STORED DATA:
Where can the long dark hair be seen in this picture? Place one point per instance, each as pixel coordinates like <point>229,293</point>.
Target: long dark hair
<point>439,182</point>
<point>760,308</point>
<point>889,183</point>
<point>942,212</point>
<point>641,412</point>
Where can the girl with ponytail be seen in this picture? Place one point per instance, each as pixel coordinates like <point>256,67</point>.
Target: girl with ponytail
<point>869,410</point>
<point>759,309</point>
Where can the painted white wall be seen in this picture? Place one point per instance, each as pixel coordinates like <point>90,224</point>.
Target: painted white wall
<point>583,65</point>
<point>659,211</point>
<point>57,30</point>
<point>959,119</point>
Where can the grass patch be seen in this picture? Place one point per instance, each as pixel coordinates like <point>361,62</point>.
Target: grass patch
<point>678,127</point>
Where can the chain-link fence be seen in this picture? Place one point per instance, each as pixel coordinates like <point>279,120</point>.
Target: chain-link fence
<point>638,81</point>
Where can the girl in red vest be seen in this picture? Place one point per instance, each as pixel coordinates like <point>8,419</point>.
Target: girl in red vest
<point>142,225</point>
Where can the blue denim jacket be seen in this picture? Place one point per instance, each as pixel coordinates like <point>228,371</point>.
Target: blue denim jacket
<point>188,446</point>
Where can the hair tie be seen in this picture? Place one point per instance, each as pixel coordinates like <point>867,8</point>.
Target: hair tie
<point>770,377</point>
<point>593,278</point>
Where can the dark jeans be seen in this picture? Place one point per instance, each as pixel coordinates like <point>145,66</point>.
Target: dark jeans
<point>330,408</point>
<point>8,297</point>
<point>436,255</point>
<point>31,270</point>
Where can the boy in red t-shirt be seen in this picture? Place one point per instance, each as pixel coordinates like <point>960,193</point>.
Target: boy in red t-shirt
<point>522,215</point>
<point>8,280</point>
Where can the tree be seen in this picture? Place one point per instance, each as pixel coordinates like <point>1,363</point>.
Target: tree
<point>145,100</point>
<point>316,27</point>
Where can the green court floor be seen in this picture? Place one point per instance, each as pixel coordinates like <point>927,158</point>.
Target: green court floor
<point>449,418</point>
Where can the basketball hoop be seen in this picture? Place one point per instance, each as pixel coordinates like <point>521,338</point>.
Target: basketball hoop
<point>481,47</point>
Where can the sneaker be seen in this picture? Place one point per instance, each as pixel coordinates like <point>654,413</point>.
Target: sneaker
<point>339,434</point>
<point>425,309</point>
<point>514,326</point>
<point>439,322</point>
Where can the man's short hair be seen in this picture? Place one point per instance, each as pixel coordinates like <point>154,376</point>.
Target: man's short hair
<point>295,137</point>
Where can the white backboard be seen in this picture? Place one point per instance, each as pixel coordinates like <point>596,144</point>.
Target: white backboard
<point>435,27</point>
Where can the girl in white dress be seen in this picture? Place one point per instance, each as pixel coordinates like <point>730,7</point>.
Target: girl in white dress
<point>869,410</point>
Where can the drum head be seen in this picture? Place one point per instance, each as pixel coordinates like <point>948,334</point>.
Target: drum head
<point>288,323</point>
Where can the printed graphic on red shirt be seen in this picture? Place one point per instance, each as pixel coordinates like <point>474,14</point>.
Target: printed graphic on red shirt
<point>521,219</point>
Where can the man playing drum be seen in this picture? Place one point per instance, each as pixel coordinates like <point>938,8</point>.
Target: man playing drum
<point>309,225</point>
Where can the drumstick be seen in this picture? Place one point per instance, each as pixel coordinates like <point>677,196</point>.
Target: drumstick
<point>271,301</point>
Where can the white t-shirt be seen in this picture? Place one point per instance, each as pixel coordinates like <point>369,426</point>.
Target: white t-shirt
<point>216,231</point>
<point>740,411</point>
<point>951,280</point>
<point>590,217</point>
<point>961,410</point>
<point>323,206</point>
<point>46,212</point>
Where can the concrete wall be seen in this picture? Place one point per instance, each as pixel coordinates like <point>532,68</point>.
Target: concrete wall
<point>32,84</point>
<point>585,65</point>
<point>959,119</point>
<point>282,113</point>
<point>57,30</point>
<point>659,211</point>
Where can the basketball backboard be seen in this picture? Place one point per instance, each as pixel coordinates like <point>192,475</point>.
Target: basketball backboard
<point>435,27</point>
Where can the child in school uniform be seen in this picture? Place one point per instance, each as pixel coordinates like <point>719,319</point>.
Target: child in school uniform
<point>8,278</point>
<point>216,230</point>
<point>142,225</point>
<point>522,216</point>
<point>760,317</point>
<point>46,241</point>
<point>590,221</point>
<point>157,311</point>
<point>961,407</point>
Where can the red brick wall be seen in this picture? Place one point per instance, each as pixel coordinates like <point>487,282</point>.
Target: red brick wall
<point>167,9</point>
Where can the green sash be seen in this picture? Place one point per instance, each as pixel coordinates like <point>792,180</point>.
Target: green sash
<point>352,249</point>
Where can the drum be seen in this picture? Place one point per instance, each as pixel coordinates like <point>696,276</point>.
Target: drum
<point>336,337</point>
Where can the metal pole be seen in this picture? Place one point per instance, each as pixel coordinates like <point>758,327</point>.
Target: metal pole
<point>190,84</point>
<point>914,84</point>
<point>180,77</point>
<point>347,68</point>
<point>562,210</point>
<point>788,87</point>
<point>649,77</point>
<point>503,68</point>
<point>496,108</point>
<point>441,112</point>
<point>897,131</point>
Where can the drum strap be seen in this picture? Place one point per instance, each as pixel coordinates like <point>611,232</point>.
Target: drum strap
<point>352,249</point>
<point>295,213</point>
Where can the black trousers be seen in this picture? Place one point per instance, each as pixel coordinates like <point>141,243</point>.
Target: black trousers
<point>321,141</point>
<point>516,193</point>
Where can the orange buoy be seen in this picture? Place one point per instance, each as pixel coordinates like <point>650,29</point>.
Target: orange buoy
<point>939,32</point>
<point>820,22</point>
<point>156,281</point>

TASK REQUIREMENTS: Can you reproduce all of the entries above, word for word and without any changes?

REPLY:
Where can the long dark hair be seen in this picture? Place one point per instance, each as pixel coordinates like <point>229,293</point>.
Target: long dark hair
<point>439,182</point>
<point>760,308</point>
<point>889,183</point>
<point>942,212</point>
<point>641,412</point>
Where can the girl with ponytail be seen in this picture? Place one point per instance, each as pixel coordinates like <point>256,67</point>.
Target: girl with ponytail
<point>869,410</point>
<point>759,309</point>
Where can the painted white wall be seen in this picture? Place one point per instance, each as pixel coordinates like <point>90,224</point>.
Target: painted white wall
<point>583,65</point>
<point>659,211</point>
<point>57,30</point>
<point>959,119</point>
Where can the grass patch be seen in this picture? Place one point per instance, each as pixel coordinates like <point>361,62</point>.
Target: grass patch
<point>678,127</point>
Where can the chain-link fence be seen in this picture? Place one point per instance, each as pixel coordinates like <point>279,120</point>.
Target: chain-link fence
<point>638,81</point>
Where can the girl in red vest be seen in this picture? Place one point per instance, each as pixel coordinates like <point>8,419</point>.
Target: girl in red vest
<point>142,225</point>
Where can the blue denim jacket be seen in this picture? Place one point per instance, each as pixel coordinates like <point>228,371</point>.
Target: blue denim jacket
<point>188,446</point>
Where can the hair tie be seen in this picture? Place one point per instance, each as pixel coordinates like <point>867,8</point>.
Target: hair tie
<point>770,377</point>
<point>593,278</point>
Where can the dark jeans be seen in this picture? Place one point per instance, each as pixel coordinates like <point>145,66</point>.
Target: dark jeans
<point>330,408</point>
<point>8,297</point>
<point>436,255</point>
<point>31,270</point>
Where can the boy in red t-shirt be seen in this picture? Place one point per instance, each as pixel coordinates like <point>960,193</point>.
Target: boy in red t-shirt
<point>522,215</point>
<point>8,280</point>
Where can the tree be seen in this picture? Place one point per instance, each as pixel coordinates like <point>1,363</point>.
Target: tree
<point>145,100</point>
<point>316,27</point>
Where can the green court floor be seen in this picture? Place one point per instance, each as pixel coordinates like <point>927,158</point>.
Target: green court floor
<point>449,418</point>
Where can the basketball hoop be seen in this picture? Place one point per instance, each as pixel coordinates like <point>521,338</point>.
Target: basketball hoop
<point>481,47</point>
Where can the sneaker be seen in this picture? Place one point per instance, each as pixel coordinates like <point>654,413</point>.
Target: sneaker
<point>339,434</point>
<point>425,309</point>
<point>514,326</point>
<point>439,322</point>
Where can the man's short hair be seen in this picture? Place one point per instance, each as pixel coordinates like <point>154,376</point>.
Target: man's short hair
<point>295,137</point>
Where can the white backboard be seen in this picture? Place one point per instance, each as pixel coordinates like <point>596,144</point>.
Target: white backboard
<point>435,27</point>
Where can the girl in white dress be seen in this picture? Place one point per instance, each as pixel coordinates like <point>730,7</point>.
Target: girl in white dress
<point>869,410</point>
Where can the drum head be seen in this picture? Place one point per instance, each as pixel coordinates like <point>948,334</point>.
Target: drum head
<point>288,323</point>
Where can the printed graphic on red shirt be seen in this picture? Place one point per instance, each as pixel coordinates like <point>474,14</point>.
Target: printed graphic on red shirt
<point>521,219</point>
Where can the man playing drum be seen in this picture? Place one point per instance, each as pixel coordinates like <point>938,8</point>.
Target: man playing drum
<point>309,225</point>
Where can the drumstick be seen in this picture? Place one point per instance, each as pixel coordinates like <point>677,196</point>.
Target: drumstick
<point>271,301</point>
Where can the white t-shirt be seen in this picture? Place one point per instance, each as pixel coordinates like <point>369,426</point>.
Target: white t-shirt
<point>216,231</point>
<point>740,411</point>
<point>951,280</point>
<point>590,217</point>
<point>961,410</point>
<point>323,206</point>
<point>46,212</point>
Where can the concrete wall be seen in this picture? Place one point per instance, each as pixel coordinates like <point>532,68</point>.
Target: concrete wall
<point>32,84</point>
<point>585,65</point>
<point>959,119</point>
<point>282,113</point>
<point>57,30</point>
<point>659,211</point>
Where can the basketball backboard be seen in this picture? Place one point per instance, each as pixel coordinates like <point>192,475</point>.
Target: basketball backboard
<point>435,27</point>
Where can the child in school uniform be seen in this picture? Place one point per instance, each as pixel coordinates like <point>719,319</point>.
Target: child in school uniform
<point>8,278</point>
<point>216,230</point>
<point>142,225</point>
<point>522,216</point>
<point>760,317</point>
<point>46,241</point>
<point>590,221</point>
<point>157,311</point>
<point>961,407</point>
Where can the red brick wall be seen in this picture? Place one point per instance, each as pixel coordinates like <point>487,282</point>.
Target: red brick wall
<point>167,9</point>
Where can the green sash be seen in this picture? Place one point per instance, each as pixel coordinates like <point>792,180</point>.
Target: green sash
<point>352,249</point>
Where can the drum be seen in this picture? Place one point per instance, each as pixel coordinates like <point>696,276</point>.
Target: drum
<point>336,337</point>
Where can the metal pole be seen in this picture? Place one point per instance, each as pixel coordinates like <point>758,327</point>.
Target: metal pole
<point>190,84</point>
<point>914,84</point>
<point>180,77</point>
<point>347,68</point>
<point>562,210</point>
<point>788,87</point>
<point>649,77</point>
<point>503,68</point>
<point>496,108</point>
<point>441,112</point>
<point>897,131</point>
Where can the drum strap be seen in this picture? Place one point per instance, each as pixel coordinates like <point>611,232</point>.
Target: drum strap
<point>352,249</point>
<point>295,213</point>
Where can the black trousers be seen in this picture? Place one point per instance, each as pixel coordinates like <point>141,243</point>.
Target: black trousers
<point>321,141</point>
<point>516,193</point>
Where can the orange buoy be seen in this picture? Place one point per instance, each as pixel coordinates like <point>650,29</point>.
Target: orange buoy
<point>939,32</point>
<point>820,22</point>
<point>156,281</point>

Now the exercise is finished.